Segment Start: Extract

Book Review: Scholars analyze extremist white supremacy’s grip on U.S. politics and culture
Amid threats to elections officials, disinformation about the security of U.S. voting systems and ongoing fallout from the Jan. 6 insurrection, scientists who study social movements have a lot to teach us about how we got here.
In “Out of Hiding: Extremist White Supremacy and How It Can Be Stopped,” three sociologists who have spent their careers studying racist movements in the U.S. detail how extremist white supremacist ideas, “once tucked away in society’s corners,” became a mainstream and significant threat to democracy.
Drawing on their decades of expertise and field research, sociologists Kathleen M. Blee, Robert Futrell and Pete Simi connect the dots from the ideas and customs of the extremist white supremacist movement they’ve tracked directly to the disinformation-fueled rage of the Capitol insurrectionists.

Segment End: Extract

Tasks to perform:
(1) In the book review, who are the three sociologists who wrote "Out of Hiding"?
(2) Continue the book review from the end of its final sentence.
The records play no part in this work.

Segment Start: Data

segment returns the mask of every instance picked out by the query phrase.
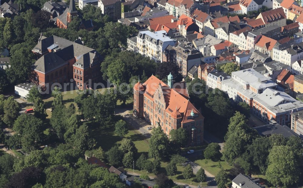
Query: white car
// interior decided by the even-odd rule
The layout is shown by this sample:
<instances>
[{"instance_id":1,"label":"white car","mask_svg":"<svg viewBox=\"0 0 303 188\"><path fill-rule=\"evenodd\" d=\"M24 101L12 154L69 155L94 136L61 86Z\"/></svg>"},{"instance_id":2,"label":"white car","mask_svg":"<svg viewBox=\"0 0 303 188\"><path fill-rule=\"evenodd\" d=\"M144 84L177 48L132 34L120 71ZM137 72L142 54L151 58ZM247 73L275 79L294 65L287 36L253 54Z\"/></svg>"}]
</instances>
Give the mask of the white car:
<instances>
[{"instance_id":1,"label":"white car","mask_svg":"<svg viewBox=\"0 0 303 188\"><path fill-rule=\"evenodd\" d=\"M192 153L195 152L195 151L192 150L191 150L187 152L187 153L188 154L190 154L191 153Z\"/></svg>"}]
</instances>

Segment End: Data

Results:
(1) Kathleen M. Blee, Robert Futrell and Pete Simi.

(2)
While domestic terrorism by racist extremists has long been a threat to U.S. stability, the authors identify three critical moments in recent history that are key to our current moment. These are the moments, they argue, when federal law enforcement, political and cultural leaders could have impaired extremist white supremacists’ cultural and political momentum. This failure to act forcefully allowed for the movement to gain power.
“The Republican Party is more deeply connected to racial extremism than any major party since the Ku Klux Klan and other segregationists infected the 1948 ‘Dixiecrat’ Democratic Party,” the authors write. “Racist ideas and symbols, once tucked away in society’s corners, are now widely circulated across digital landscapes and political discourse.”
The first of these critical moments was the violent backlash to the 2008 election of the nation’s first Black president, Barack Obama. The book shows how Obama’s election energized extremist white supremacists, who organized in new ways and launched successful violent attacks like the 2012 shooting of a Sikh temple in Wisconsin and the murders of Black churchgoers in South Carolina. The movement, using emerging internet platforms and social media, rebranded its racial hatred under the banner of the “alt-right” and “white nationalism.” It drew younger people and some who may have previously been unlikely to affiliate publicly with more traditional hate groups like the Ku Klux Klan or neo-Nazi skinheads.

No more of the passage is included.